- [Exercise directions]:
Every record below should be printed exactly as given.

Labeled area outline entries:
• • • • •

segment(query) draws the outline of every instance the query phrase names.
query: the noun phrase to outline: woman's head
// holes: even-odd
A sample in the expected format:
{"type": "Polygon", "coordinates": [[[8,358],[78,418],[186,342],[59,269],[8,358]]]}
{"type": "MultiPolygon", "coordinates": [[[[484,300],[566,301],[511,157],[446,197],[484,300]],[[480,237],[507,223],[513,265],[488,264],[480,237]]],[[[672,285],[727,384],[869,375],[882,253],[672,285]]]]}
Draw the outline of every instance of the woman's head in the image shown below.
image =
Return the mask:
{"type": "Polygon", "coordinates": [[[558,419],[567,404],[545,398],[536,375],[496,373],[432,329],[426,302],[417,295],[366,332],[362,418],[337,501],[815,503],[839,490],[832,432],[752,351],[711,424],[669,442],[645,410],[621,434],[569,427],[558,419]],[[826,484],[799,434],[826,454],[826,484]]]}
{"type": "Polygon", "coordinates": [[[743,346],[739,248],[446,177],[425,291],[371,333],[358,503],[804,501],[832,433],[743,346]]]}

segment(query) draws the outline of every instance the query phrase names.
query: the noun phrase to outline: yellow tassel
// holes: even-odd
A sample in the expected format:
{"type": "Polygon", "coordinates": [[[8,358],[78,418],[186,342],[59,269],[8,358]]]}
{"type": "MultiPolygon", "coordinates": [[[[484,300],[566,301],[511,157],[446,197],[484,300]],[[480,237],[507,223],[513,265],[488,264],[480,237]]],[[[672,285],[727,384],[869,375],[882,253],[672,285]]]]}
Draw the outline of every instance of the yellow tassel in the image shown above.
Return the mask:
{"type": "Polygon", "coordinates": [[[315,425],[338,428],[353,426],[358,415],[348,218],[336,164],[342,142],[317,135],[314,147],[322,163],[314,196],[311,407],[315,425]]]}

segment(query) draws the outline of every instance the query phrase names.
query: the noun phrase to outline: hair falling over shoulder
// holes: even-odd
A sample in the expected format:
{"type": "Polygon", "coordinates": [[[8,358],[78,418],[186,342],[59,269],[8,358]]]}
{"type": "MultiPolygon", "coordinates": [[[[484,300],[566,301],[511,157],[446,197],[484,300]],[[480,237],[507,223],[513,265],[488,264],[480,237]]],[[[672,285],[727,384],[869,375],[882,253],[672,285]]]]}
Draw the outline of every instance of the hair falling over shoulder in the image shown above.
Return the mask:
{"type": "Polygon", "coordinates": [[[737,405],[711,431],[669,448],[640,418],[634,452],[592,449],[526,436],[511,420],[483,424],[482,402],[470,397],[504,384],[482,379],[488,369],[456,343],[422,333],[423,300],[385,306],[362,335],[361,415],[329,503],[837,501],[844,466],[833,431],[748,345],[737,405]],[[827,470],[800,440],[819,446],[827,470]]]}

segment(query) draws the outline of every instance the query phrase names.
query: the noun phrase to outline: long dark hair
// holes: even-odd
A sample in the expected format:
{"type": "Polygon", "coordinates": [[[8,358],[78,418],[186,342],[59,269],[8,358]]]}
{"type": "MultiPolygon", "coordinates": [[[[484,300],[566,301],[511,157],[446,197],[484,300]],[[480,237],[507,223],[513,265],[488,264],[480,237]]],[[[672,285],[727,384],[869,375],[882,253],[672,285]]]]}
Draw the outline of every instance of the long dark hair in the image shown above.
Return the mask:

• • • • •

- [Completed task]:
segment(query) draws the outline of every instance the query phrase names.
query: the noun phrase to outline: woman's head
// holes: even-odd
A sample in the expected format:
{"type": "Polygon", "coordinates": [[[8,358],[78,418],[186,342],[59,269],[8,358]]]}
{"type": "MultiPolygon", "coordinates": [[[[484,300],[566,301],[511,157],[446,197],[484,300]],[[480,237],[507,223],[513,265],[488,264],[480,237]]],[[[672,285],[727,384],[869,375],[882,253],[672,285]]]]}
Draw the outline of every instance of the woman's head in the image shown below.
image =
Return the mask:
{"type": "Polygon", "coordinates": [[[558,419],[567,404],[545,398],[536,375],[496,373],[432,329],[426,302],[417,295],[366,332],[362,418],[337,501],[815,503],[839,490],[832,432],[752,351],[711,424],[669,442],[645,410],[621,434],[569,427],[558,419]],[[826,484],[799,434],[826,454],[826,484]]]}
{"type": "Polygon", "coordinates": [[[743,346],[739,248],[446,177],[425,291],[371,333],[358,503],[804,501],[832,433],[743,346]]]}

segment(query) draws the outline of every instance the query phrase names.
query: the noun phrase to outline: yellow tassel
// holes: even-odd
A sample in the expected format:
{"type": "Polygon", "coordinates": [[[8,358],[78,418],[186,342],[59,269],[8,358]]]}
{"type": "MultiPolygon", "coordinates": [[[[484,300],[566,301],[511,157],[446,197],[484,300]],[[480,237],[507,223],[513,265],[488,264],[480,237]]],[[[672,285],[727,384],[869,375],[882,253],[672,285]]]]}
Draw the outline of every instance of the yellow tassel in the image shown above.
Return the mask:
{"type": "Polygon", "coordinates": [[[315,425],[338,428],[353,426],[358,415],[348,218],[336,164],[342,142],[317,135],[314,147],[322,163],[314,196],[311,407],[315,425]]]}

segment(query) draws the outline of every instance the query phrase names.
query: the noun phrase to outline: hair falling over shoulder
// holes: even-odd
A sample in the expected format:
{"type": "Polygon", "coordinates": [[[8,358],[78,418],[186,342],[59,269],[8,358]]]}
{"type": "MultiPolygon", "coordinates": [[[[484,300],[566,301],[511,157],[446,197],[484,300]],[[480,237],[507,223],[513,265],[488,264],[480,237]]],[[[672,285],[727,384],[869,375],[882,253],[672,285]]]]}
Draw the outline of every instance of the hair falling over shoulder in the image shown above.
Return the mask:
{"type": "Polygon", "coordinates": [[[737,405],[711,431],[669,448],[640,418],[634,452],[592,449],[526,436],[511,420],[483,424],[482,402],[470,397],[504,384],[482,379],[488,369],[456,343],[422,333],[423,300],[385,306],[362,335],[361,415],[329,503],[837,501],[844,466],[833,431],[748,345],[737,405]],[[827,470],[800,440],[819,446],[827,470]]]}

segment(query) draws the outline of every instance the query phrase names.
query: the noun phrase to outline: long dark hair
// holes: even-odd
A sample in the expected format:
{"type": "Polygon", "coordinates": [[[8,358],[78,418],[186,342],[59,269],[8,358]]]}
{"type": "MultiPolygon", "coordinates": [[[[484,300],[566,301],[511,157],[446,197],[484,300]],[[480,237],[507,223],[513,265],[488,264],[480,237]]],[[[672,285],[727,384],[869,375],[882,253],[672,285]]]]}
Draw the outline of every instance of the long dark hair in the image shown above.
Return the mask:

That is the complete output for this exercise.